> YOUR OBJECTIVE
Swap "photo" for "image" everywhere in the data below and give the lines back otherwise unchanged, leaving out the pictures.

☆ ☆ ☆

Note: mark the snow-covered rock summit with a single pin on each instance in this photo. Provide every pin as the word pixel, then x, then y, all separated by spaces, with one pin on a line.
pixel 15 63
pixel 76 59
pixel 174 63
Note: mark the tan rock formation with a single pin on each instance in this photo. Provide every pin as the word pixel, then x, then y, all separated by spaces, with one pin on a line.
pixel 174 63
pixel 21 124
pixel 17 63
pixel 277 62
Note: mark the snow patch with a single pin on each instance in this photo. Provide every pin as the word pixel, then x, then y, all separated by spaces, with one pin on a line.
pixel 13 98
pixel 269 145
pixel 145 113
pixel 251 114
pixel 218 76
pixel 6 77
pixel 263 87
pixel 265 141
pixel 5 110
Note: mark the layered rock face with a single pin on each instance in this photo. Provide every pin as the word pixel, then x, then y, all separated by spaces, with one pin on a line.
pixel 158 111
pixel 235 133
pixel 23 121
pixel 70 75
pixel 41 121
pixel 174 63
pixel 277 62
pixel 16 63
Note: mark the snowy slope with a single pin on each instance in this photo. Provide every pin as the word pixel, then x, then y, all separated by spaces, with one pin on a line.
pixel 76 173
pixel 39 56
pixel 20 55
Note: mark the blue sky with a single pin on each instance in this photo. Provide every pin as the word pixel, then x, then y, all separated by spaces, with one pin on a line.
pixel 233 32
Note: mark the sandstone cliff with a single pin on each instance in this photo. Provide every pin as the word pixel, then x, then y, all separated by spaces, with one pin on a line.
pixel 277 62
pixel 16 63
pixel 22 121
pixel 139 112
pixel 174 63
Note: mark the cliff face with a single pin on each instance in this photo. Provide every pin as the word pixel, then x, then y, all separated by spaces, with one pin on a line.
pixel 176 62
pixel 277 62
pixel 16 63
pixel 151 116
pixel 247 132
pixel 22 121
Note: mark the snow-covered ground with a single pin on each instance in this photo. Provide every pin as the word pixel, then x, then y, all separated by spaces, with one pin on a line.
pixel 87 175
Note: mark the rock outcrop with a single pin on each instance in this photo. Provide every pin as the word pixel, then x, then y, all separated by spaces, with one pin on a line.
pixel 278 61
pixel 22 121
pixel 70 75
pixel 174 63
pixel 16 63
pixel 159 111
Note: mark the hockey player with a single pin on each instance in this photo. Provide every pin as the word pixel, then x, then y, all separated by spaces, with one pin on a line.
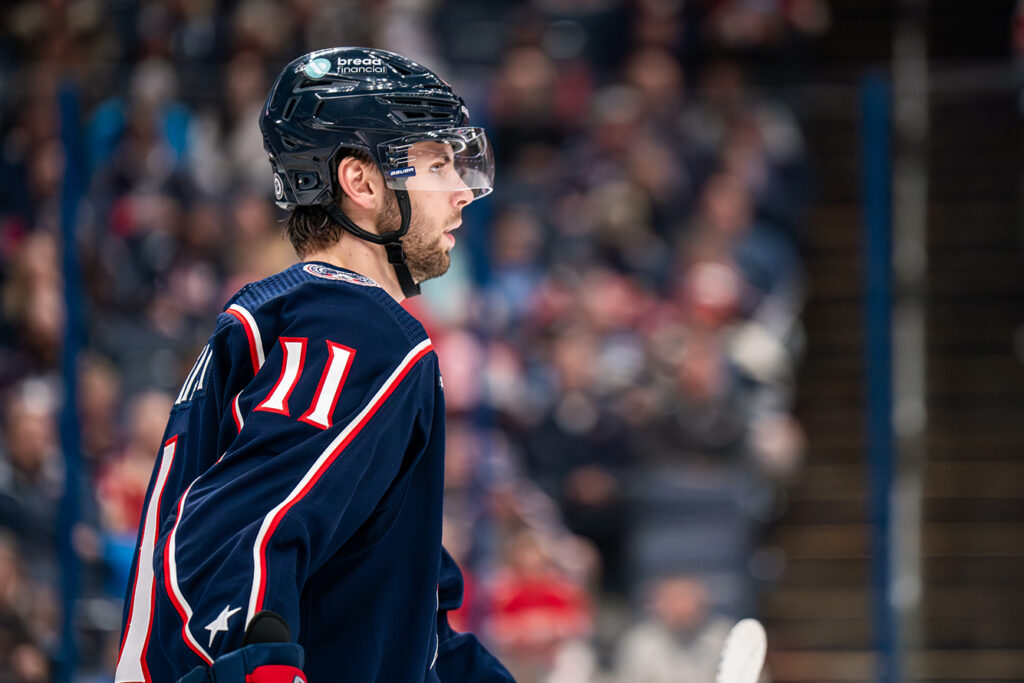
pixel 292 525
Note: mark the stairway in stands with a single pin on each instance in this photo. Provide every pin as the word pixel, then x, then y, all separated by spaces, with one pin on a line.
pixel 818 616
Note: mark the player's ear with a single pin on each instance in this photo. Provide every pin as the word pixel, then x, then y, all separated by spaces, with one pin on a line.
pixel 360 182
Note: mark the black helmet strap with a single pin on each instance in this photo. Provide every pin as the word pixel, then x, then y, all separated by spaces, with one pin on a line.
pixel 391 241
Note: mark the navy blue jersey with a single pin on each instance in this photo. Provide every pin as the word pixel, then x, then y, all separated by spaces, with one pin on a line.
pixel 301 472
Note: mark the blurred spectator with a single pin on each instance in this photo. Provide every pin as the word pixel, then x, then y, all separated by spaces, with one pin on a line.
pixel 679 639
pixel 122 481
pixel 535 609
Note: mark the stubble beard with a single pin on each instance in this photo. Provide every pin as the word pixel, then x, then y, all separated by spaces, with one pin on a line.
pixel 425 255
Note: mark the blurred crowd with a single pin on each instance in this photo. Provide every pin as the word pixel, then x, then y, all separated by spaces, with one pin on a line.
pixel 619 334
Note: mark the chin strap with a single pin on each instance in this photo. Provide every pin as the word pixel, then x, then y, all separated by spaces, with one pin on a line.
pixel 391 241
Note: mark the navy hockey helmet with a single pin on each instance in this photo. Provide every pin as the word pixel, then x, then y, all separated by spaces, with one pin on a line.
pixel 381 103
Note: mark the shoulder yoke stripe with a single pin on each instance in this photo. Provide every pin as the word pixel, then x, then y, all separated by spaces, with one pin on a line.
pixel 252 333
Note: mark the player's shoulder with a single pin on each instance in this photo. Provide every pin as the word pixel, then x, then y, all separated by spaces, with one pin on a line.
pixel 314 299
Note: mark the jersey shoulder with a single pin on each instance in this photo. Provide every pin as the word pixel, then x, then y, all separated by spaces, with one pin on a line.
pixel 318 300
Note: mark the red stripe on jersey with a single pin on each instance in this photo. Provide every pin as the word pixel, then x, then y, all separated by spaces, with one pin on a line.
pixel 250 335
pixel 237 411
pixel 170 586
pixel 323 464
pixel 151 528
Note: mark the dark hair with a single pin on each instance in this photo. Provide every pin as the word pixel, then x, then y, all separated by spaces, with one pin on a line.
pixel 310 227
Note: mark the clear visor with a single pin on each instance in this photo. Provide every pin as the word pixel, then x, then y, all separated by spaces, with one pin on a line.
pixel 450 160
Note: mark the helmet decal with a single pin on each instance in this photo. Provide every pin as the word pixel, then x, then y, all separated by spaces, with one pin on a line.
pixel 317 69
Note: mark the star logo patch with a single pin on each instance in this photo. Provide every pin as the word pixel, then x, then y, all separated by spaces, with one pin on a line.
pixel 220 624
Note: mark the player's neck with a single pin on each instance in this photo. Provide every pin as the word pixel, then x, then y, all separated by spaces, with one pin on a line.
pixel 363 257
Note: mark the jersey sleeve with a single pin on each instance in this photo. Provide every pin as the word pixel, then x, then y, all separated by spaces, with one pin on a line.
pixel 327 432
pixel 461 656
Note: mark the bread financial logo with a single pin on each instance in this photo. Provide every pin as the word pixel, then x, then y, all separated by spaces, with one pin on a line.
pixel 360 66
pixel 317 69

☆ ☆ ☆

> REPLY
Note: mark the snow-covered rock summit with a single pin on each instance in this image. Provide every pin as the word pixel, then x, then y, all separated by spaces, with one pin on a line.
pixel 15 63
pixel 76 59
pixel 174 63
Note: mark the tan rock formation with a single pin on each instance in this image. Provide every pin as the word pixel, then x, then y, all separated by spaces, with one pin on a line.
pixel 174 63
pixel 21 124
pixel 17 63
pixel 277 62
Note: mark the snow patch with a single pin on each instance in this image. Provide every pin as the word pixel, then x, then y, all separated by spaces, with one pin on a line.
pixel 13 98
pixel 269 145
pixel 145 113
pixel 251 114
pixel 218 76
pixel 6 77
pixel 263 87
pixel 265 141
pixel 5 110
Note: mark the layered rock face with a single pin on each instance in this image. Provide every pin as the word pixel, then x, then y, all separated by spaces, with one pin on a line.
pixel 158 111
pixel 235 133
pixel 23 121
pixel 70 75
pixel 41 121
pixel 174 63
pixel 277 62
pixel 16 63
Note: mark the snowy slope with a single pin on each instance in this image. Provide every pin as the word pixel, then x, then y, all separated by spaces, with one pin on a line.
pixel 76 173
pixel 39 56
pixel 20 55
Note: mark the blue sky with a single pin on each instance in this image. Provide every pin as the word pixel, then x, then y, all separated by spaces, with one pin on a line.
pixel 233 32
Note: mark the sandstone cliff with a single pin on each instance in this image. Provide every pin as the word pixel, then x, then y, all separated by spaces, with one pin on a line.
pixel 277 62
pixel 16 63
pixel 22 121
pixel 139 112
pixel 174 63
Note: mark the cliff face with a single pin on each instance in this image. Provide every pin as the word pixel, then x, then y, all separated by spaces, with one pin on a line.
pixel 176 62
pixel 277 62
pixel 16 63
pixel 151 116
pixel 247 132
pixel 22 121
Note: mark the snow-covered ground with a single pin on each instance in this image. Provide every pin as the word pixel, then x, then y, all separated by spaces, with one pin on a line.
pixel 87 175
Note: mark the rock outcrop with a single pin on each instance in this image. Provide every pin as the word pixel, then x, then y, all separated by spaces, with one pin on a line.
pixel 278 61
pixel 22 121
pixel 70 75
pixel 174 63
pixel 16 63
pixel 159 111
Note: mark the hockey player with a single pin on each instance in this image. Provide every pin as the word pixel, then x, then y, all separated by spaces, with one pin on a line.
pixel 292 525
Note: mark the stairway in stands with a single pin on each instance in this image. Provide every pin as the word pixel, then x, then y, all separated by spaces, with one pin on a line.
pixel 818 616
Note: mark the player's ear with a single pin on each instance in this image. Provide every pin as the word pixel, then x, then y, all separated by spaces, with one pin on a line.
pixel 360 182
Note: mark the black helmet strap with a single pin on each instance in this image. Provide every pin as the word pixel, then x, then y, all separated by spaces, with one pin on a line.
pixel 391 241
Note: mark the navy blue jersey with a single pin on each instance in this image. Provide every pin as the word pixel, then x, then y, all separated by spaces, with one pin on a line.
pixel 301 472
Note: mark the blurred spectator with a single pin on each instance in this image. Provide every pin as the word pixel, then x, then y, all separated by spaces, with one pin on a line.
pixel 679 639
pixel 122 481
pixel 535 609
Note: mark the stubble beard with a single pin on each instance in this image. Provide every pin as the word pixel, then x, then y, all separated by spaces, with one pin on a line.
pixel 425 255
Note: mark the blurred crowd with a single pin on each instance in this image. Provide every pin as the word pixel, then x, then y, all separated by spaces, with one pin on a line.
pixel 619 334
Note: mark the chin strap with a single pin on each instance in this image. Provide every pin as the word pixel, then x, then y, all separated by spaces, with one pin on a line.
pixel 391 241
Note: mark the navy hockey helmet with a single pin on each instance in this image. Provide every pin as the word pixel, then x, then y, all separated by spaces, with one pin on a line.
pixel 381 103
Note: mark the shoulder yoke stripe with a single pin on each instance in this image. Provide every pin as the word pixel, then x, then y, all separated by spaces, with one pin on a line.
pixel 252 333
Note: mark the player's shoulder with a single pin on each instance in this image. Provide every pin as the word pixel, then x, then y, all separated by spaces, with one pin on a line.
pixel 314 299
Note: mark the jersey shoulder with a single pin on each instance in this image. Provide every pin as the word pixel, then x, then y, all separated by spaces, with one pin on a line.
pixel 318 300
Note: mark the red stripe on jersey with a single pin on each instance in this image. Provide every pin as the word pixel, then x, then y, all separated by spaces, with one pin on a line.
pixel 250 335
pixel 237 411
pixel 170 586
pixel 323 464
pixel 151 528
Note: mark the dark hair with a single pin on each instance in this image. Provide every pin as the word pixel, then x, then y, all separated by spaces, with one pin on a line.
pixel 310 227
Note: mark the clear visor with a single pin on each instance in this image. Provide every pin as the word pixel, then x, then y, all separated by spaces, with one pin on a line.
pixel 450 160
Note: mark the helmet decal with a single pin on each instance in this image. Provide every pin as the word pixel, then x, then y, all separated by spaces, with one pin on a line.
pixel 317 69
Note: mark the star logo patch with a single pin on each instance in this image. Provide every pin as the word pixel, then x, then y, all separated by spaces, with one pin on a line.
pixel 220 624
Note: mark the player's neck with a single pin on each instance in this image. Provide every pin as the word pixel, then x, then y, all separated by spaces, with one pin on a line.
pixel 363 257
Note: mark the jersey sleeve with a single pin on each instance in this image. Provide every pin as the word pixel, then x, then y, all separated by spaces, with one pin on a line.
pixel 327 432
pixel 461 656
Note: mark the bread financial logo with a single pin on each instance in this image. Provide every pin as the word pixel, then x, then y, all separated by spaces, with one pin on a line.
pixel 360 66
pixel 317 69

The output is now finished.